Reproduce the following data verbatim, line for line.

#### Record list

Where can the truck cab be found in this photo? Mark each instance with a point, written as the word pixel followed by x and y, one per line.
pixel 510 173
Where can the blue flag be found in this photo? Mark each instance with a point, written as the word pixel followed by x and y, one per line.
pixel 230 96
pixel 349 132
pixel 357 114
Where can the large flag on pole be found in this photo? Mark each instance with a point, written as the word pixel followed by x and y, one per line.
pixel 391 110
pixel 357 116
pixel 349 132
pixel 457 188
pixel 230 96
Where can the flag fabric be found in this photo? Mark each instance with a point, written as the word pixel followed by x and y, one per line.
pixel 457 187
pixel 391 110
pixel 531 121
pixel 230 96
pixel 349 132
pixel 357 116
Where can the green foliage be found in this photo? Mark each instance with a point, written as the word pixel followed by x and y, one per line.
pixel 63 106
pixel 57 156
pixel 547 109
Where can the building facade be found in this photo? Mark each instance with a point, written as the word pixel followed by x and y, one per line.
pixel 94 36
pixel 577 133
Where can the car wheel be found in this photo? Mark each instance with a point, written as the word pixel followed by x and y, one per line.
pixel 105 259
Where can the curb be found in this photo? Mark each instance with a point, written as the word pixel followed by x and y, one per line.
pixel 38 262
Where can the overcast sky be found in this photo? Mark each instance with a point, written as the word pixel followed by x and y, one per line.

########

### Complete response
Where can the truck cab be found in this photo? Mark each instance with a point, written as the word pixel followed by x and y, one per line.
pixel 510 173
Where can the blue flag be found in this photo? Mark each instance with a point, written as the word pixel followed by x and y, one per line.
pixel 230 96
pixel 349 132
pixel 357 114
Where can the large flag on pole be found in this photo? Mark each instance with a point, written as the word pixel followed by x and y, one per line.
pixel 391 110
pixel 357 116
pixel 349 132
pixel 457 188
pixel 230 96
Where can the flag fabric be found in this photo? Mark each instance with a point, written as the word pixel followed by x and y, one per line.
pixel 457 187
pixel 391 110
pixel 531 121
pixel 230 96
pixel 349 132
pixel 357 116
Where can the green foliage be found in this photo? Mark each instance with a point, written as the word pixel followed by x and y, one per line.
pixel 63 106
pixel 57 156
pixel 547 109
Where can the building facade be found in this photo? Mark each instance with a point, written as the word pixel followed by x and y, one per line.
pixel 94 36
pixel 577 133
Where can the car wheel be found in this photo? Mark each instance with a point, written as the word pixel followed by x and y, one per line.
pixel 105 259
Where can the curb be found in this photo? Mark each instance with a point, written as the word pixel followed by x and y, one per line.
pixel 38 262
Where can the overcast sky be found in this photo? Mark each instance with a point, written as the word pixel followed by x and y, one per line.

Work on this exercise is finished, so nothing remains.